Repeat exactly, and only, the lines of the entries below from the one with "Target: green grass blade" through the one with "Target: black t-shirt", both ends included.

**Data shown:**
*** Block opens ***

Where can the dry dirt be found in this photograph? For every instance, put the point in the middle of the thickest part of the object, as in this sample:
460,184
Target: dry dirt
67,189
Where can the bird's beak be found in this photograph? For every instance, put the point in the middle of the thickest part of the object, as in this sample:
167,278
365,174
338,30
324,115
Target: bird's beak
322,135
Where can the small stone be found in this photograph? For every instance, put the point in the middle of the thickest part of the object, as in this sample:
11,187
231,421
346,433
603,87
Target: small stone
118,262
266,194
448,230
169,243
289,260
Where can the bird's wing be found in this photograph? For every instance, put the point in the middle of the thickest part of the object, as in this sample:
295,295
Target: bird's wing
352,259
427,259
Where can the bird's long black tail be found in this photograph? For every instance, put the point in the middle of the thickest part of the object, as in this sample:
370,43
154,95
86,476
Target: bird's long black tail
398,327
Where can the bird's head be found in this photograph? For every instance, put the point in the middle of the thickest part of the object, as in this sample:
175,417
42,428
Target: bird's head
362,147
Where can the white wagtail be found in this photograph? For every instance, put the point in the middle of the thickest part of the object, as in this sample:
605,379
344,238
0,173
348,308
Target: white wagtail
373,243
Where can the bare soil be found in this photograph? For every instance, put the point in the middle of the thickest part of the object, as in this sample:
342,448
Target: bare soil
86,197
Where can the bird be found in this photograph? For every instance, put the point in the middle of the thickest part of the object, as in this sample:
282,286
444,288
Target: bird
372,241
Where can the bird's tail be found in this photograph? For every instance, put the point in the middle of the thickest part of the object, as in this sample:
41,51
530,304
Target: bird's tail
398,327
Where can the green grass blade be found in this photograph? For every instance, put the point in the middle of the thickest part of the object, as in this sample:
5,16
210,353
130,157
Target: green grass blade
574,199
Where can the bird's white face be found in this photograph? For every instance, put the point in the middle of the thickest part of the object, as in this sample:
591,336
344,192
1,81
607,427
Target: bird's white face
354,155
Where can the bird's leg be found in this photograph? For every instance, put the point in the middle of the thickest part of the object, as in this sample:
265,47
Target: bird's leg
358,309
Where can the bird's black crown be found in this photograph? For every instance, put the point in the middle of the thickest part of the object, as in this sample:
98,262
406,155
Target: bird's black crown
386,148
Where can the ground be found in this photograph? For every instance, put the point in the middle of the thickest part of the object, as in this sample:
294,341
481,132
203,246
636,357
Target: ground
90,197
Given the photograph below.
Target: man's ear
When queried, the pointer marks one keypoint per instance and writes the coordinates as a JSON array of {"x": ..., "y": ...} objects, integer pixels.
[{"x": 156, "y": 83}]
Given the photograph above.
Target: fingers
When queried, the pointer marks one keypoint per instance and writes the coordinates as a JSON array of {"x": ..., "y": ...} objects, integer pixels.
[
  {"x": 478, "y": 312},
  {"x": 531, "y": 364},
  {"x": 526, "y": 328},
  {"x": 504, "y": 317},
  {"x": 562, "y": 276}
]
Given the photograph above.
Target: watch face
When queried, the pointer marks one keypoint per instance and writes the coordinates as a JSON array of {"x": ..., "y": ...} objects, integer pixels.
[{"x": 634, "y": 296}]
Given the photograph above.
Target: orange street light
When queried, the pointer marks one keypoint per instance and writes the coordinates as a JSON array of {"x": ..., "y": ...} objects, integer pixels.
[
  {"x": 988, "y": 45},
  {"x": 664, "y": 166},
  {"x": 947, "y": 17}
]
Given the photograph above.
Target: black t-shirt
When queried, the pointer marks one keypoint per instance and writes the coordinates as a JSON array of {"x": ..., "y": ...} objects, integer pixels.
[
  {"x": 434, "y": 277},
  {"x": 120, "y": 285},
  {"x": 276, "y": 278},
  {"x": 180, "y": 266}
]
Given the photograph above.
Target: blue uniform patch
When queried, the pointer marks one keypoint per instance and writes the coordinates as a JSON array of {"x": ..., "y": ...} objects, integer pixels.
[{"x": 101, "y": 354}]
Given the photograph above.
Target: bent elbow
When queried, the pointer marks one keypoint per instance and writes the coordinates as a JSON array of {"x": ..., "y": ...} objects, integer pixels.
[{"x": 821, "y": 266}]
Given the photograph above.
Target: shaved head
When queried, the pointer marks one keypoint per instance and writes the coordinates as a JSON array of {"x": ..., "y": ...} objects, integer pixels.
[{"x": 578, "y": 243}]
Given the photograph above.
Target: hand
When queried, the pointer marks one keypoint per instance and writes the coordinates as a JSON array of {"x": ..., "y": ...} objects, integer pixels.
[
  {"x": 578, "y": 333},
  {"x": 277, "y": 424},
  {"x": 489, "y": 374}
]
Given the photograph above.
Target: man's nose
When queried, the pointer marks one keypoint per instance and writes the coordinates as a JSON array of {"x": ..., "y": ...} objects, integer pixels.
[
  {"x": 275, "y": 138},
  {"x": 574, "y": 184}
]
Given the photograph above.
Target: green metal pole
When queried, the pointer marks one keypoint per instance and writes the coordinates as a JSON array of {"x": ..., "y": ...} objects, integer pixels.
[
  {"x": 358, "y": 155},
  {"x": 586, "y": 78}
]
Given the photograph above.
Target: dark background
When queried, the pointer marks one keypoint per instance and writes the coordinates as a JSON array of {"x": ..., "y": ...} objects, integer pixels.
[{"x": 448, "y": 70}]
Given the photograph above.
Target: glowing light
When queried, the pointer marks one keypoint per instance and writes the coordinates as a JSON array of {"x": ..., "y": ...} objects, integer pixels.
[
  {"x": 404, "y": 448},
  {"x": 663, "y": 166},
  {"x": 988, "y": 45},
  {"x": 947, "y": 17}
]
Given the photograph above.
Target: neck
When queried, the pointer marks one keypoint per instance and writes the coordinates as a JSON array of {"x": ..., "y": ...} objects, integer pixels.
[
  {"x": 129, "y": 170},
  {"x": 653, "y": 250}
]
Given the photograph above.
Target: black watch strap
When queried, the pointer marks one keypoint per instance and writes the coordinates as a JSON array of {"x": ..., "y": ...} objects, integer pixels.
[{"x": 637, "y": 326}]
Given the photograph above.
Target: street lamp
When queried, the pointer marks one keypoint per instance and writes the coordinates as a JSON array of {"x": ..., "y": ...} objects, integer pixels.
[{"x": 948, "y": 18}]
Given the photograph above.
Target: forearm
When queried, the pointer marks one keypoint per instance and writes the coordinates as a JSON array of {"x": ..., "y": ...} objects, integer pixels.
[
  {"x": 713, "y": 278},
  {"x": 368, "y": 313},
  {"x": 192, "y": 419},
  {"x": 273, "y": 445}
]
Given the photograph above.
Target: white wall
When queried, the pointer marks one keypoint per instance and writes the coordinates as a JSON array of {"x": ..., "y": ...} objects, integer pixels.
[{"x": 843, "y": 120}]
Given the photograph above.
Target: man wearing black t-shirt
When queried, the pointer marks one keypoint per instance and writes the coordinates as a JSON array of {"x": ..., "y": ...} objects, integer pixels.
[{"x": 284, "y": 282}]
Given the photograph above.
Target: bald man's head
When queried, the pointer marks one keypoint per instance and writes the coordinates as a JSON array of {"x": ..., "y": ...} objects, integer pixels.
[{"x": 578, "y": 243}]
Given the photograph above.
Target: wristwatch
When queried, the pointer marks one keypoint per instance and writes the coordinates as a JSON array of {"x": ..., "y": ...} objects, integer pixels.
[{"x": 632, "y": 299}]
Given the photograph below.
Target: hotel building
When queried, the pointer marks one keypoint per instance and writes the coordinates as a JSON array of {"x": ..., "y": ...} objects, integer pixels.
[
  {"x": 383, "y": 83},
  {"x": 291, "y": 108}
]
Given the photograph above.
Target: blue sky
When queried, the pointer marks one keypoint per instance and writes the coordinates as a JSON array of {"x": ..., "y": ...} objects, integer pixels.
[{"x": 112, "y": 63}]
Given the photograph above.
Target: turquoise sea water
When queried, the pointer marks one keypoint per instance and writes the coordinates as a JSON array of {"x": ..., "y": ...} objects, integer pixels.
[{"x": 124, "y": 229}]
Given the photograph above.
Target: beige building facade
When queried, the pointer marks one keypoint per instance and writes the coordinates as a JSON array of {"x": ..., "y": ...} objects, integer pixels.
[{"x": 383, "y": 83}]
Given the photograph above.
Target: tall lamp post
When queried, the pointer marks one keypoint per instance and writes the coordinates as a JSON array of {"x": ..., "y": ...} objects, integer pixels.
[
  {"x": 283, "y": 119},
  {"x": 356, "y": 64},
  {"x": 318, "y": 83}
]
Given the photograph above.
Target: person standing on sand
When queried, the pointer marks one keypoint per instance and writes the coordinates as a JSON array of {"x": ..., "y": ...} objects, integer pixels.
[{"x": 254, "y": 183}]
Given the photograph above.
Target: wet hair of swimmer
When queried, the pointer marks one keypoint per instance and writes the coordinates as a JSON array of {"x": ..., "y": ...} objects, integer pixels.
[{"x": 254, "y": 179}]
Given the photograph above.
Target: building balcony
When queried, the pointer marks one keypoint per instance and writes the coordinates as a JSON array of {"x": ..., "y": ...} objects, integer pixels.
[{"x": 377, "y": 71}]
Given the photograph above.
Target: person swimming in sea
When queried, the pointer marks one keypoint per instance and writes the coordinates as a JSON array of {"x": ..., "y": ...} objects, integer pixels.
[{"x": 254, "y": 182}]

*** Block closes ***

**Solution for this exercise:**
Target: green grass blade
574,199
Where can the bird's white face be found in this photograph? For every instance, put the point in the middle of the thickest part of the object, as in this sample:
591,336
344,192
1,81
607,427
Target: bird's white face
354,155
Where can the bird's leg be found in this photograph? For every instance, put the point in the middle of the thickest part of the object, as in this sample:
265,47
Target: bird's leg
358,309
Where can the bird's black crown be found in this photograph? For every instance, put the point in the middle of the thickest part of the object, as in this sample:
98,262
406,155
Target: bird's black crown
386,148
Where can the ground be found in this photograph? For every instance, put the point in the middle of the thickest part of the object, as in this sample:
294,341
481,132
203,246
636,357
Target: ground
90,197
Given the photograph below.
Target: man's ear
When queried, the pointer marks one keypoint per instance and writes the coordinates as a JSON array of {"x": ..., "y": ...} objects, integer pixels.
[{"x": 156, "y": 83}]
Given the photograph above.
Target: fingers
When queried, the pointer marks one keypoint per instance and writes the coordinates as a JSON array of {"x": ..., "y": ...} objects, integer pixels.
[
  {"x": 478, "y": 312},
  {"x": 531, "y": 364},
  {"x": 526, "y": 328},
  {"x": 504, "y": 317},
  {"x": 562, "y": 276}
]
Given the photograph above.
Target: watch face
When queried, the pointer marks one keypoint per instance and writes the coordinates as a JSON array of {"x": ..., "y": ...} objects, integer pixels.
[{"x": 634, "y": 296}]
Given the photograph above.
Target: orange street light
When queried, the pointer marks one keypoint per instance and writes the coordinates as a JSON array of {"x": ..., "y": ...} objects, integer pixels.
[
  {"x": 988, "y": 45},
  {"x": 664, "y": 166},
  {"x": 947, "y": 17}
]
Given the photograph above.
Target: black t-shirt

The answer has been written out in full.